**To do**: Copy all lines holding the word "target" from the entries.

[Saved entries]
===============
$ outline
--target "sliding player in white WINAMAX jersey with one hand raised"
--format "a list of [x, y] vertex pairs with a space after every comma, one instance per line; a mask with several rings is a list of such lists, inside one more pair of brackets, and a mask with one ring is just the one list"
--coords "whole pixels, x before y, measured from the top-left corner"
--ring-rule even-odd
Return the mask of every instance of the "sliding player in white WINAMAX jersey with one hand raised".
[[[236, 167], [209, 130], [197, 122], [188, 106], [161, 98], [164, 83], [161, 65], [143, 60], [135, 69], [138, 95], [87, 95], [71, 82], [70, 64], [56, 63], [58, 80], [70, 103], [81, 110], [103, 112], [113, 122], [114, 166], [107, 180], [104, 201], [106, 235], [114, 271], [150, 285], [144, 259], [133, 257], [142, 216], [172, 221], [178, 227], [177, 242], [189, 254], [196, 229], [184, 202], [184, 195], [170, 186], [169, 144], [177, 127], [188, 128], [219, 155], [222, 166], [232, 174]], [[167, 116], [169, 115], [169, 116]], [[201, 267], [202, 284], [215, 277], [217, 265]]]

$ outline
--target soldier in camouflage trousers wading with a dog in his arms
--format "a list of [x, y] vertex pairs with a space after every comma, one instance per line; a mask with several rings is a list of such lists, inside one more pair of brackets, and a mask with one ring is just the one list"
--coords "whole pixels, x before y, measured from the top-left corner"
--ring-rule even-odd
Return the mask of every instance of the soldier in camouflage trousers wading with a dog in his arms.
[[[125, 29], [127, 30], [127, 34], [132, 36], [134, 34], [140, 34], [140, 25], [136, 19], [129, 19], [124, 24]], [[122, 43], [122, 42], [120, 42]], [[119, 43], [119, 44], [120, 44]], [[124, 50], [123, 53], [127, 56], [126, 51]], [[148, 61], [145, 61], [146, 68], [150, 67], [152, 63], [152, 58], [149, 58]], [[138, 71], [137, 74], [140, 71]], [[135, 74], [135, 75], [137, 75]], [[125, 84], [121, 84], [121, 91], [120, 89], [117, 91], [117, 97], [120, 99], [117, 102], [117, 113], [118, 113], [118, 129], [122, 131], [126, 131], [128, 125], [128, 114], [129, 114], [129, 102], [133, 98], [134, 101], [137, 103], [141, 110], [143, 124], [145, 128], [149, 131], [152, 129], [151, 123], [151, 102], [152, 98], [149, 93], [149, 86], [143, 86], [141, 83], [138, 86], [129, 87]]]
===============
**Written answer**:
--target "sliding player in white WINAMAX jersey with one hand raised"
--target soldier in camouflage trousers wading with a dog in his arms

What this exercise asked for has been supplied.